═════ Source ═════

Comme nous l’avons indiqué au chapitre 2, l’analyste doit identifier tous les impacts d’un projet. Ensuite, il doit les répartir selon les catégories suivantes :

  1. Les impacts qui doivent être intégrés dans l’ACA ;
  2. Ceux qui devraient être pris en compte dans l’ACA, mais qui ne le sont pas en raison de leur caractère considéré comme mineur, diffus ou à cause de leur complexité à valoriser ;
  3. Les impacts qui ne doivent pas figurer dans l’ACA parce qu’ils sont déjà pris en considération ou parce qu’ils ne sont pas additionnels.

Dans ce chapitre, nous établissons certaines règles de pratique concernant la prise en compte ou non dans une ACA des effets secondaires et des effets induits. Il s’agit d’un enjeu complexe, mais qu’il est important de maîtriser, afin d’éviter des erreurs majeures.

À la fin de ce chapitre, vous serez en mesure :

  • D’identifier les différents types d’effets secondaires ;
  • De déterminer les conditions auxquelles la prise en compte des effets secondaires dans une ACA est nécessaire ;
  • Comprendre les conditions justifiant la prise en compte d’effets induits et appréhender les limites de leurs mesures.

12.1 Les effets primaires et les effets secondaires

À titre de rappel, un projet a un effet primaire (ou direct) dans un marché s’il provoque directement un changement dans la quantité ou dans la qualité d’un bien disponible (extrants du projet) ou encore dans la quantité des ressources utilisées (intrants).

Un effet secondaire (ou indirect) se manifeste lorsque l’équilibre d’un marché se modifie en raison des interactions qui interviennent entre ce marché, qualifié de « secondaire », et un marché primaire. Divers types d’interactions peuvent lier ces marchés, tels que des liens de substitution ou de complémentarité en consommation ou en production, ainsi que des liens découlant de l’appartenance à une même chaîne de valeurs.

Dans l’exemple du programme de subvention à l’achat de véhicules électriques, le marché primaire est formé par celui des véhicules électriques. Le marché secondaire comprend ceux des véhicules conventionnels et de l’essence (des substituts en consommation) ainsi que ceux des bornes de recharge et de l’électricité (des compléments en consommation).

La Figure 12.1 illustre l’incidence du programme sur le marché primaire. Pour simplifier l’analyse, nous présumons que les véhicules électriques constituent un produit homogène, ce qui justifie ainsi l’existence d’un prix unique de 45 000 $ dans notre exemple. De plus, nous supposons que l’offre de véhicules électriques s’avère parfaitement élastique. Ces hypothèses sont crédibles, dans la mesure où la juridiction qui adopte le programme se révèle de taille limitée, de sorte qu’une augmentation de la quantité vendue ne crée qu’un impact négligeable sur les coûts de production.

Dans notre exemple, la subvention de 5 000 $ est entièrement transférée aux acheteurs, faisant ainsi baisser le prix à 40 000 $. Cette diminution du prix entraîne une augmentation de la quantité vendue, passant de 1 000 à 1 500 véhicules électriques.

═════ Matériel présenté ═════

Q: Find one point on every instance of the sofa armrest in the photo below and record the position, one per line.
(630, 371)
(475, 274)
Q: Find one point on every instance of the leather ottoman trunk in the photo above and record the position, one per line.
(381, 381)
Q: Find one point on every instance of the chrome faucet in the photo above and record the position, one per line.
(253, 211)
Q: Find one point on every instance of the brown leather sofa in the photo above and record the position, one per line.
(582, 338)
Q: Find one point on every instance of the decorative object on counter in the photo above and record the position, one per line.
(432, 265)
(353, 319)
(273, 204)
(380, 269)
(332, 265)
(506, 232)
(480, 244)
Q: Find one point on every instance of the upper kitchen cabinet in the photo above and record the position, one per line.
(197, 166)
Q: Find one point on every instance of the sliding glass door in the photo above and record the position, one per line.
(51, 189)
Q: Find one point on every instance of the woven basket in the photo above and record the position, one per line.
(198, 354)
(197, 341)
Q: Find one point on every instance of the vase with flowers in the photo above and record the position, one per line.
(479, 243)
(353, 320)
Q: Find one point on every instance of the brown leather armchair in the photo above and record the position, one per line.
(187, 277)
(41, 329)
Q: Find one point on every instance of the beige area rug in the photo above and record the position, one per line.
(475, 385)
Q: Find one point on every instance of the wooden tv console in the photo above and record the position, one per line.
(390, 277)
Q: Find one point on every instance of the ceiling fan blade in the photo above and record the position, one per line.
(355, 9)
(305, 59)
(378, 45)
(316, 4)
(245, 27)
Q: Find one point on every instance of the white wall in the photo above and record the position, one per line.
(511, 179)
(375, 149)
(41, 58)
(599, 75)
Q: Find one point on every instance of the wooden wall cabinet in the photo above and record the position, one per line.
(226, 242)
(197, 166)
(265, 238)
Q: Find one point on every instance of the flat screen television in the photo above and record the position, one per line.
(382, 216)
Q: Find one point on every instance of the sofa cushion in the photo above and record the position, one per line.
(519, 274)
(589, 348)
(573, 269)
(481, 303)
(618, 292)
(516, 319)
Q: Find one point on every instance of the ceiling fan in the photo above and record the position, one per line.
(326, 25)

═════
═════ Matériel présenté ═════

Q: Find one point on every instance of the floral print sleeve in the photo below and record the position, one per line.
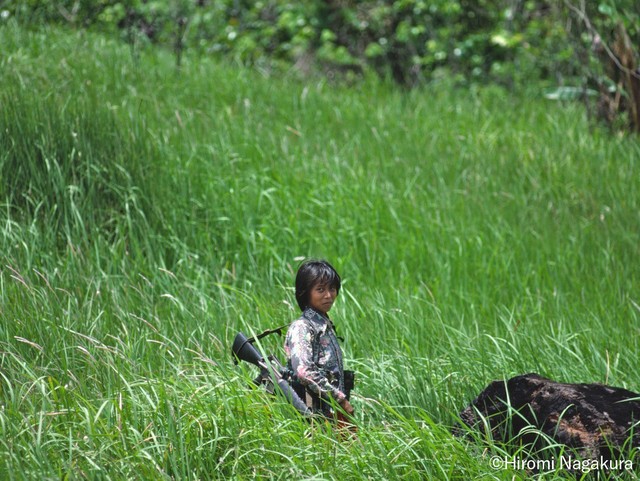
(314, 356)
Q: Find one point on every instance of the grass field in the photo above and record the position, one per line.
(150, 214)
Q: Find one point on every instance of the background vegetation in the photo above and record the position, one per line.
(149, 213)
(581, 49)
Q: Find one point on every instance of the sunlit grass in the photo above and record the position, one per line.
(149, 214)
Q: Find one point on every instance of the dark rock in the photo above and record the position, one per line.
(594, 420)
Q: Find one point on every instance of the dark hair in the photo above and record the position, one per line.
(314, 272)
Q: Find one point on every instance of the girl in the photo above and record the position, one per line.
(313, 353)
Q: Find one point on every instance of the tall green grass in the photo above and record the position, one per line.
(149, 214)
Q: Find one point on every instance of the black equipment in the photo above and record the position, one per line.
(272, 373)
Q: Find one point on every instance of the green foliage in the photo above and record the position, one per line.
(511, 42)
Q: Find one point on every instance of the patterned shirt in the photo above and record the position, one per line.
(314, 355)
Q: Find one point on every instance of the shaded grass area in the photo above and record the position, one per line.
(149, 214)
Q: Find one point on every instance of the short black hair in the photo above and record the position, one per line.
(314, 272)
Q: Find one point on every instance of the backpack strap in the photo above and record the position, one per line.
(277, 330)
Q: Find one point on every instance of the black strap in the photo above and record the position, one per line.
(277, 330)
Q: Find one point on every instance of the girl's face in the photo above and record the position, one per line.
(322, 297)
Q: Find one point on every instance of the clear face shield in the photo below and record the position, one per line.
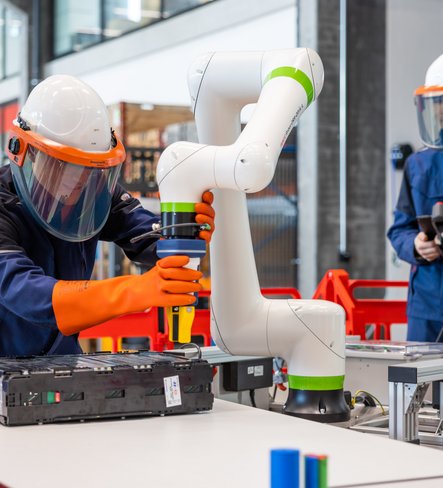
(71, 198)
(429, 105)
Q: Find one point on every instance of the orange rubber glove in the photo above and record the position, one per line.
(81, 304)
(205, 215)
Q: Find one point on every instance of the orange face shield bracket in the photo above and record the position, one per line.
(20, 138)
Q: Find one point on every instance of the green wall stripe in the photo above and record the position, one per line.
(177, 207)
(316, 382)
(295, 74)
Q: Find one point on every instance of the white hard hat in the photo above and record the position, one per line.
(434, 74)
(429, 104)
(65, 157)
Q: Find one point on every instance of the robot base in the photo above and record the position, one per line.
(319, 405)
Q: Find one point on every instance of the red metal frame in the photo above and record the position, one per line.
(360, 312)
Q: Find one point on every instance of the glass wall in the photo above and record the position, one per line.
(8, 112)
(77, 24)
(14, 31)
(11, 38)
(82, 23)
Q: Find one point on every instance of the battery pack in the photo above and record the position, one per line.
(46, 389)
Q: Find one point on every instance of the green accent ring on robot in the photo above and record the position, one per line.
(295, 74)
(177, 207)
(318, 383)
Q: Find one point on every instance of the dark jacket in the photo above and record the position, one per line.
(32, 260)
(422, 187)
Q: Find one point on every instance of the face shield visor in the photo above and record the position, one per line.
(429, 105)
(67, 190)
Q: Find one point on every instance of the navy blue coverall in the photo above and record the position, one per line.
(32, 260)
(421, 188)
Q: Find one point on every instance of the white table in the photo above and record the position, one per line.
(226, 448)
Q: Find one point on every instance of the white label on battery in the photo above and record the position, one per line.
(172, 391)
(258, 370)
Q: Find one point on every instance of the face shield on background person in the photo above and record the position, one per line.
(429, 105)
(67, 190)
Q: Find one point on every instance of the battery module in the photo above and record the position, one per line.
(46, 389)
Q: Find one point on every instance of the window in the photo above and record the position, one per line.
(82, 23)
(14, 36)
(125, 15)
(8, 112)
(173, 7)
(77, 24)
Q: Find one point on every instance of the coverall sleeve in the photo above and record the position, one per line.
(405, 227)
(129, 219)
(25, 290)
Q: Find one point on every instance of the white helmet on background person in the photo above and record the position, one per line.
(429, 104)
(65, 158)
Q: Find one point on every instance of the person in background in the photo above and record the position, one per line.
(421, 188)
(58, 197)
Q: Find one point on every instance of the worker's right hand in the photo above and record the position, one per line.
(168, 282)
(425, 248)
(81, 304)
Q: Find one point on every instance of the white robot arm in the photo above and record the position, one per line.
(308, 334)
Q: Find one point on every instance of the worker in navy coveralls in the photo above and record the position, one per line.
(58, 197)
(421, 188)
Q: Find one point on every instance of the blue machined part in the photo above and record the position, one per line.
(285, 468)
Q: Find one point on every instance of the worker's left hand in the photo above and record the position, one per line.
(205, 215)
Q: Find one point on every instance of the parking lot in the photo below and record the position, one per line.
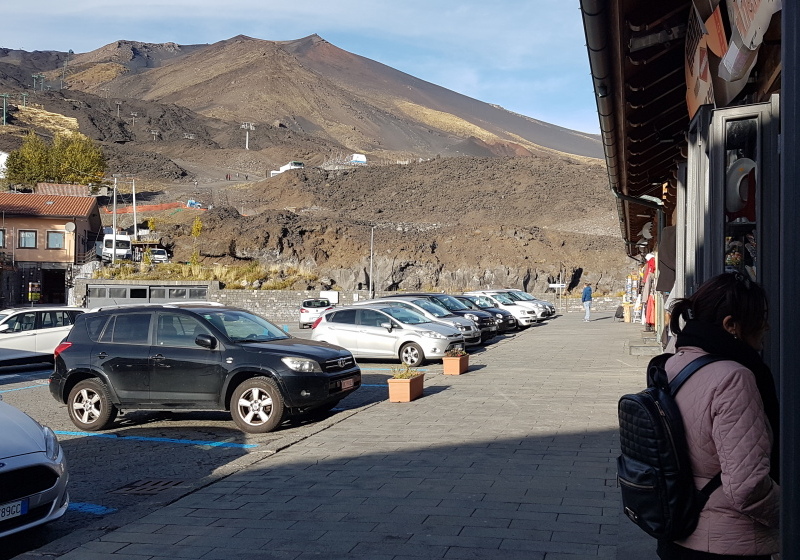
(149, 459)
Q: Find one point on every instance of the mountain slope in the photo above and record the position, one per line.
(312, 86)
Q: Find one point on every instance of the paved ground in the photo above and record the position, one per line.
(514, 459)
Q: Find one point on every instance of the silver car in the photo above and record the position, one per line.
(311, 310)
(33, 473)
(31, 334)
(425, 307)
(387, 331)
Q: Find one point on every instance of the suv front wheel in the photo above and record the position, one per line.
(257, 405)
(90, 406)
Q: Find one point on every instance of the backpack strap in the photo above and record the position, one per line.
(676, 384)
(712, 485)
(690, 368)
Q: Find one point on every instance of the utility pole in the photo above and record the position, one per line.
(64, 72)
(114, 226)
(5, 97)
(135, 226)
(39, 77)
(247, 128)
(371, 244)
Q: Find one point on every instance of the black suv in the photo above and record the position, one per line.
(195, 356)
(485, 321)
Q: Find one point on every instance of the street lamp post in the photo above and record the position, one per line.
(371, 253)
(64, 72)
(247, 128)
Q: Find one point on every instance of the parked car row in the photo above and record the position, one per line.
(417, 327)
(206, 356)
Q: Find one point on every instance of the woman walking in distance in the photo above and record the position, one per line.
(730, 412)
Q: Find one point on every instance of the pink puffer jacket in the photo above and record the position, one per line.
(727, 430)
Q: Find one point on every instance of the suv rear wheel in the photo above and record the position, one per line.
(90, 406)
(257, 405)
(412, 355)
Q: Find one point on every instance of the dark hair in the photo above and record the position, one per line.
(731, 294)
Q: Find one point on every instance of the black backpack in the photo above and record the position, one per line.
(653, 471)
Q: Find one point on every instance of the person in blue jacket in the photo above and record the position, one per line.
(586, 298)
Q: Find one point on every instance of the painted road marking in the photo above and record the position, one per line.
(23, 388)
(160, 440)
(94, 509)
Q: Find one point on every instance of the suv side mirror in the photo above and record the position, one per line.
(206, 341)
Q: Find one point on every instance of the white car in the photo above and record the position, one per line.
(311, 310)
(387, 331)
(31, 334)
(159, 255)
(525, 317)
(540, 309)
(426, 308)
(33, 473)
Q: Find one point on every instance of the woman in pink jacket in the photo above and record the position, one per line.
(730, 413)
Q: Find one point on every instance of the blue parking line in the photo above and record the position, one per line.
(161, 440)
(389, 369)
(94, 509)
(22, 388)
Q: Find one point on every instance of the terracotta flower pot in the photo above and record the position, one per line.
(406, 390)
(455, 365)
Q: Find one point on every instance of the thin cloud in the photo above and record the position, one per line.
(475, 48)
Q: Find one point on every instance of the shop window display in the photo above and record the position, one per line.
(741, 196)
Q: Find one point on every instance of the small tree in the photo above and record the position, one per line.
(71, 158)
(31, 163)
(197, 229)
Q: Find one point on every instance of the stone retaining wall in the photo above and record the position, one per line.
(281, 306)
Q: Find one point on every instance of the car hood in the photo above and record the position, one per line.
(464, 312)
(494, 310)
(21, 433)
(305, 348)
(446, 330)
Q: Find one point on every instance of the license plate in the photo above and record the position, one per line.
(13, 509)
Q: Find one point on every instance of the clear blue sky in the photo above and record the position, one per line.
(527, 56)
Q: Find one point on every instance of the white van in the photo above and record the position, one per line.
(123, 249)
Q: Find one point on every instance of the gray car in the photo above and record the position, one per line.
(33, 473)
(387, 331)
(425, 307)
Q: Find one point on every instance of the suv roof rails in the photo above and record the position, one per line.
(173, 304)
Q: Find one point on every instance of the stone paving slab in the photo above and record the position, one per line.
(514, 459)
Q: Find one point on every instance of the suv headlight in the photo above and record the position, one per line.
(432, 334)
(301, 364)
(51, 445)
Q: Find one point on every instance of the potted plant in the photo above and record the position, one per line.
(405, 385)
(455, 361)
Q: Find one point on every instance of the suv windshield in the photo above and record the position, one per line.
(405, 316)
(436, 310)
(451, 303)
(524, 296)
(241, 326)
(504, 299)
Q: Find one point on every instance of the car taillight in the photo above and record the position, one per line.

═════

(Consigne écrite) Poursuivez le texte sur les effets primaires et secondaires d'un projet, en reprenant juste après sa dernière phrase.

(Réponse de l'exercice)
Figure 12.1 Les impacts sur le marché primaire des véhicules électriques

Dans ce contexte, les effets primaires à considérer dans une ACA selon l’approche par partie sont les suivants :

  • Les acheteurs de véhicules électriques bénéficient d’une augmentation de leur surplus qui équivaut à l’aire de la surface abcd, soit à 6,25 millions de dollars ;
  • Aucun impact n’est observé sur le surplus des producteurs de véhicules électriques ;
  • L’État assume le coût de la subvention, entraînant une diminution de son surplus d’un montant correspondant à l’aire de la surface aecd, soit à 7,5 millions de dollars.

Par conséquent, l’effet net sur le marché primaire se traduit par une perte de surplus équivalant à la zone bec (- 1,25 million de dollars).

Considérons maintenant les effets secondaires, qui peuvent se révéler de trois types :

  • Les effets miroirs correspondent aux manifestations alternatives des effets primaires, de sorte qu’ils ne doivent pas être comptabilisés, afin d’éviter de multiples comptages ;
  • Les effets prix résultent des changements de prix dans le marché secondaire causés par le projet. Ces effets prix entraînent des effets réels, qui doivent éventuellement être pris en compte ;
  • Les effets associés à une distorsion sont des changements suscités par un projet sur les impacts causés par une distorsion dans le marché secondaire. Ces effets doivent être considérés.

Nous analyserons successivement plus en détail ces trois catégories d’impacts secondaires dans les trois prochaines sections.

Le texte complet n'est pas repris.